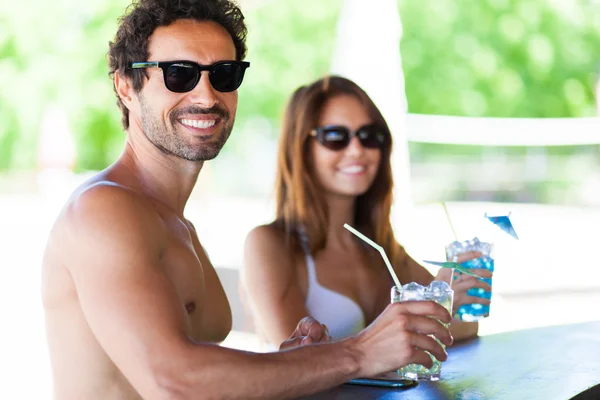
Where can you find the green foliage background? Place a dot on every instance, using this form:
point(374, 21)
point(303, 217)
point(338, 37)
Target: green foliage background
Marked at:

WHAT TO WORK ON: Give every line of the records above as a JSON list of strings, one string per line, with blank lines skipped and the pictures left out.

WRITTEN SOLUTION:
[
  "Where can you find the green foliage background? Place a dot on every instance, using this form:",
  "point(374, 21)",
  "point(303, 217)",
  "point(338, 37)",
  "Target: green foliage background",
  "Marked at:"
]